Set every line of the material below into a Markdown table with the columns No. and Line, numbering the rows and skipping any blank lines. Leave the pictures out of the table.

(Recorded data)
- - - - - - -
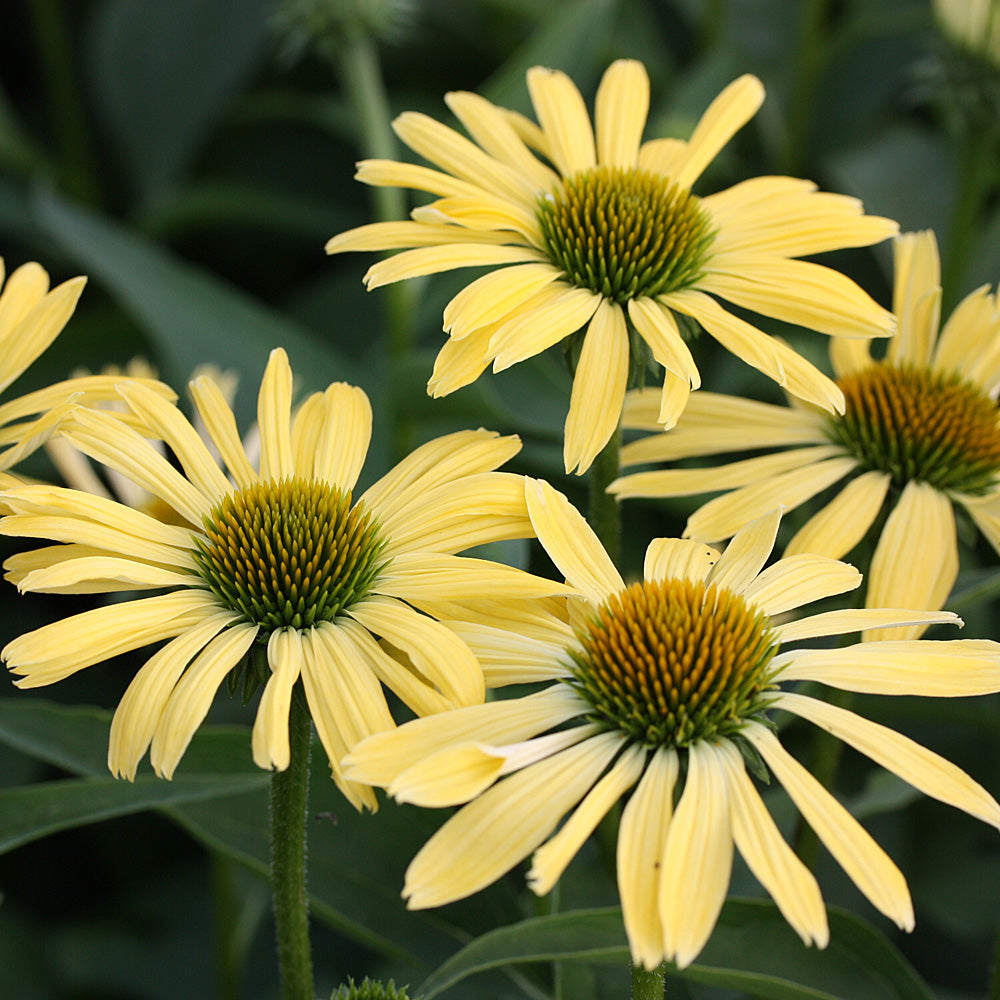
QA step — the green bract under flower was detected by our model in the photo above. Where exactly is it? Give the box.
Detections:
[195,476,382,637]
[569,579,778,747]
[829,364,1000,494]
[538,166,712,303]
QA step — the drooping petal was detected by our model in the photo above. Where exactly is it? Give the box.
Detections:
[347,595,486,708]
[672,74,764,188]
[743,552,862,615]
[524,479,625,605]
[344,684,589,787]
[708,510,781,594]
[528,746,648,896]
[865,479,958,639]
[785,471,892,559]
[660,742,733,969]
[310,382,372,490]
[403,733,622,909]
[250,628,303,771]
[257,347,295,480]
[773,639,1000,698]
[594,59,649,167]
[618,747,680,969]
[563,298,629,475]
[108,611,236,781]
[149,625,257,778]
[775,691,1000,829]
[742,723,913,931]
[719,741,830,948]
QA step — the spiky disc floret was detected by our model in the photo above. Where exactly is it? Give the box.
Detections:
[829,364,1000,494]
[538,167,712,303]
[195,476,384,637]
[569,579,778,747]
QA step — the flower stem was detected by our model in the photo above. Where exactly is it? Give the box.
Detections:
[587,427,622,563]
[632,964,666,1000]
[271,688,314,1000]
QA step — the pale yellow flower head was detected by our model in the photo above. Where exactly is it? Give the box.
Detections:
[610,231,1000,636]
[0,258,173,485]
[327,60,897,472]
[0,349,563,808]
[345,480,1000,969]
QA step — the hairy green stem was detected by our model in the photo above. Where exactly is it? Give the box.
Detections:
[632,963,666,1000]
[271,687,315,1000]
[587,427,622,564]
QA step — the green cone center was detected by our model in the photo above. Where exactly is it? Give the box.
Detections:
[537,167,712,303]
[829,363,1000,494]
[569,580,778,747]
[195,476,384,636]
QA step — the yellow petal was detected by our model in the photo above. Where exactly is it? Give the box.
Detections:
[775,692,1000,829]
[403,733,622,909]
[310,382,372,490]
[774,639,1000,698]
[528,746,648,896]
[527,66,597,177]
[188,375,258,489]
[344,684,589,787]
[348,596,486,708]
[777,608,962,643]
[108,612,236,781]
[594,59,649,167]
[785,471,891,559]
[660,743,733,969]
[672,74,764,188]
[642,538,720,581]
[743,552,862,615]
[618,747,679,969]
[865,480,958,639]
[563,298,629,475]
[524,479,625,606]
[719,742,830,948]
[250,628,303,771]
[149,625,257,778]
[742,723,913,931]
[708,510,781,594]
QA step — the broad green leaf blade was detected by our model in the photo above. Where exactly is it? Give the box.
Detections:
[35,190,358,420]
[0,696,267,790]
[416,899,933,1000]
[0,697,518,978]
[0,774,267,854]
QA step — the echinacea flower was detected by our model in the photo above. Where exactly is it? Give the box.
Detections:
[0,258,173,486]
[0,350,559,808]
[45,358,260,523]
[345,480,1000,968]
[327,60,898,472]
[610,232,1000,637]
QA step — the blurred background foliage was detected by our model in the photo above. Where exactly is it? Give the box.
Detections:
[0,0,1000,1000]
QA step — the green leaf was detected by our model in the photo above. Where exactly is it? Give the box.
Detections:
[477,0,618,111]
[87,0,269,207]
[0,698,517,976]
[35,190,357,418]
[416,899,933,1000]
[0,774,267,854]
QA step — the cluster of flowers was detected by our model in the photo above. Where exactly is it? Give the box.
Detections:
[0,61,1000,968]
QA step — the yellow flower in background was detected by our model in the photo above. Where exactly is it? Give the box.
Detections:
[0,258,173,478]
[345,480,1000,968]
[327,60,897,472]
[0,350,561,808]
[610,232,1000,636]
[45,358,260,524]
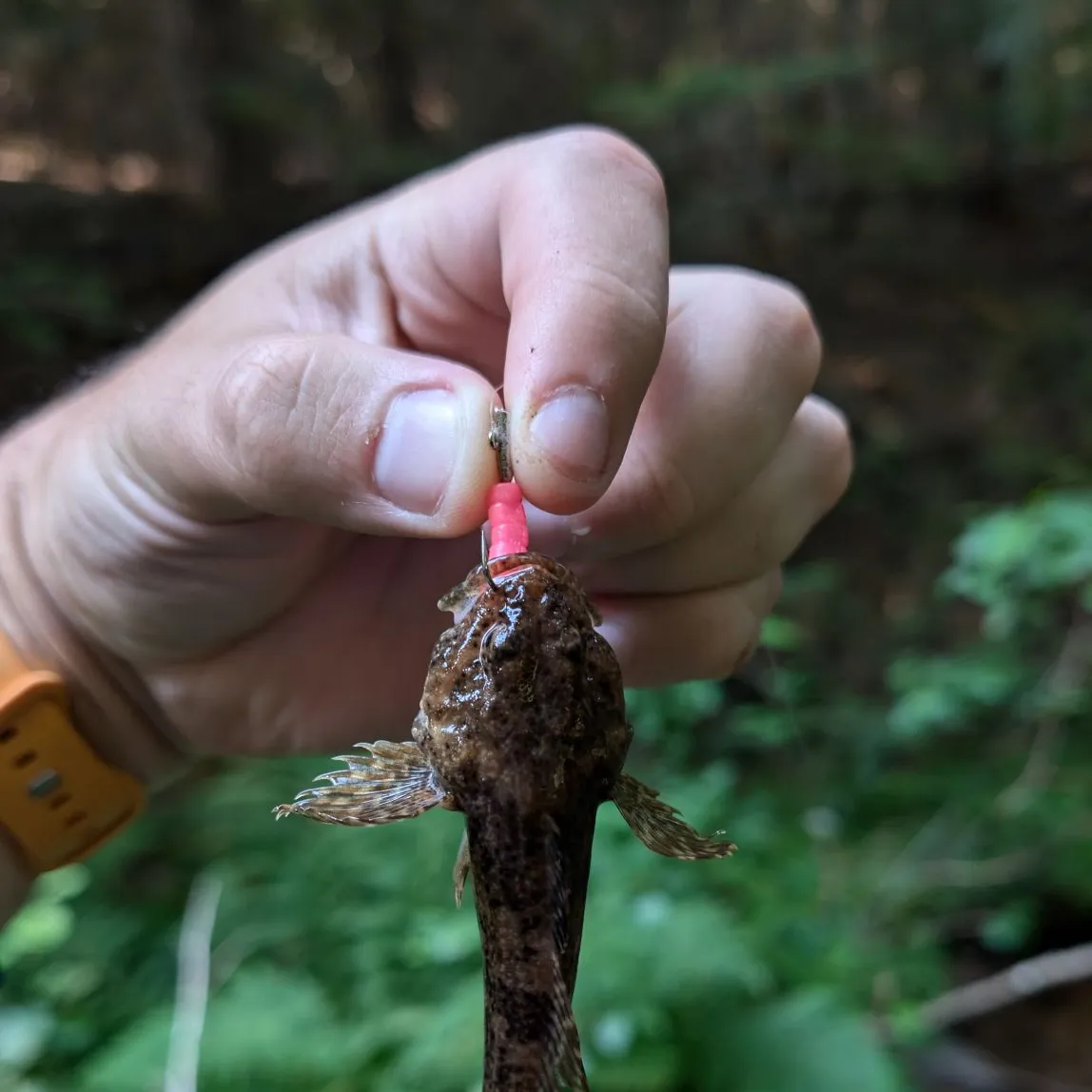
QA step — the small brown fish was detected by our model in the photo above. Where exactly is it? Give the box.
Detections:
[276,553,735,1092]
- - - - - - -
_Task output_:
| No. | Line |
|---|---|
| 1 | QA step — the green bract under flower was detected by our model in the photo above. Where exactly is it? Give the box. |
| 2 | Detections: |
| 3 | [195,476,382,637] |
| 4 | [569,579,778,747] |
| 5 | [829,364,1000,494] |
| 6 | [538,166,712,303] |
| 7 | QA step — the drooping petal was detected by our model in the photo above. Where exactly is it? Give the box. |
| 8 | Detections: |
| 9 | [347,595,486,708] |
| 10 | [672,74,764,188] |
| 11 | [743,552,862,615] |
| 12 | [524,479,625,605] |
| 13 | [344,684,589,787] |
| 14 | [708,510,781,594] |
| 15 | [528,746,648,896] |
| 16 | [865,479,958,639] |
| 17 | [785,471,892,559] |
| 18 | [660,742,733,969] |
| 19 | [310,382,372,490] |
| 20 | [403,733,622,909] |
| 21 | [250,628,303,771] |
| 22 | [257,347,295,480] |
| 23 | [773,639,1000,698] |
| 24 | [594,59,649,167] |
| 25 | [618,747,680,969] |
| 26 | [563,298,629,475] |
| 27 | [108,611,236,781] |
| 28 | [149,625,257,778] |
| 29 | [775,691,1000,829] |
| 30 | [742,723,913,931] |
| 31 | [719,741,830,948] |
| 32 | QA step — the spiky disc floret was detected by our model in the photo above. Where exactly is it? Give the box. |
| 33 | Detections: |
| 34 | [829,364,1000,494] |
| 35 | [538,167,712,303] |
| 36 | [195,476,384,637] |
| 37 | [569,579,778,747] |
| 38 | QA step — the flower stem was detected by our model in the photo above. Where exactly is it? Give the box. |
| 39 | Detections: |
| 40 | [587,427,622,563] |
| 41 | [632,964,666,1000] |
| 42 | [271,688,314,1000] |
| 43 | QA step — the pale yellow flower head was detected by our model in the photo above. Where exactly is it? Give the box. |
| 44 | Detections: |
| 45 | [610,231,1000,636] |
| 46 | [0,258,173,485] |
| 47 | [327,60,897,472] |
| 48 | [0,349,563,808] |
| 49 | [345,480,1000,969] |
| 50 | QA step — the hairy green stem was detected by our model in the photo above. Where exactly is it? Give the box. |
| 51 | Detections: |
| 52 | [632,963,666,1000] |
| 53 | [271,687,315,1000] |
| 54 | [587,427,622,564] |
| 55 | QA step — the green cone center was detected by our model in the photo above. Where exactly is it? Give the box. |
| 56 | Detections: |
| 57 | [537,167,712,303] |
| 58 | [829,363,1000,494] |
| 59 | [569,580,778,747] |
| 60 | [195,476,384,636] |
| 61 | QA step — the yellow petal was detected by our model in the photo above. Where exactly is it? Give the box. |
| 62 | Detections: |
| 63 | [775,692,1000,829] |
| 64 | [403,733,622,909] |
| 65 | [310,382,372,490] |
| 66 | [774,639,1000,698] |
| 67 | [528,746,648,896] |
| 68 | [527,66,597,177] |
| 69 | [188,375,258,489] |
| 70 | [344,684,589,787] |
| 71 | [348,596,486,708] |
| 72 | [777,608,962,643] |
| 73 | [108,612,236,781] |
| 74 | [594,59,649,167] |
| 75 | [785,471,891,559] |
| 76 | [660,743,733,969] |
| 77 | [672,74,764,188] |
| 78 | [642,538,720,581] |
| 79 | [743,552,862,615] |
| 80 | [618,747,679,969] |
| 81 | [865,480,958,639] |
| 82 | [563,298,629,475] |
| 83 | [524,479,625,606] |
| 84 | [719,742,830,948] |
| 85 | [250,628,303,771] |
| 86 | [149,625,257,778] |
| 87 | [742,723,913,931] |
| 88 | [708,510,781,594] |
| 89 | QA step — the broad green leaf blade was detected by our model in the photo above. Where exactly is it? Give the box. |
| 90 | Detections: |
| 91 | [35,190,358,420] |
| 92 | [0,696,267,790] |
| 93 | [416,899,933,1000] |
| 94 | [0,697,518,978] |
| 95 | [0,774,267,854] |
| 96 | QA step — the echinacea flower was detected by our model in the photo above. Where exactly is it? Give the box. |
| 97 | Detections: |
| 98 | [0,258,173,486] |
| 99 | [0,350,559,808] |
| 100 | [45,358,260,523] |
| 101 | [345,480,1000,968] |
| 102 | [327,60,898,472] |
| 103 | [610,232,1000,637] |
| 104 | QA step — the blurred background foliage was detected by our model in the photo above. Where exactly is it? Give the box. |
| 105 | Detections: |
| 106 | [0,0,1000,1000] |
| 107 | QA step — the green leaf was detected by our model in the photo above. Where exactly is it? Give the box. |
| 108 | Detections: |
| 109 | [477,0,618,111] |
| 110 | [87,0,269,207] |
| 111 | [0,698,517,976] |
| 112 | [35,190,357,418] |
| 113 | [416,899,933,1000] |
| 114 | [0,774,267,854] |
| 115 | QA step — the cluster of flowers was detected by our model in the photo above. Where exactly is it? Give the box. |
| 116 | Detections: |
| 117 | [0,61,1000,968] |
| 118 | QA step — the yellow flower in background was detected by our model in the photo above. Where exactly is it? Give the box. |
| 119 | Detections: |
| 120 | [0,258,173,478] |
| 121 | [345,480,1000,968] |
| 122 | [327,60,897,472] |
| 123 | [0,350,561,808] |
| 124 | [610,232,1000,636] |
| 125 | [45,358,260,524] |
| 126 | QA step — the small brown fish was detected by our model in the photo above. Where exactly is it? Give the box. |
| 127 | Detections: |
| 128 | [276,553,735,1092] |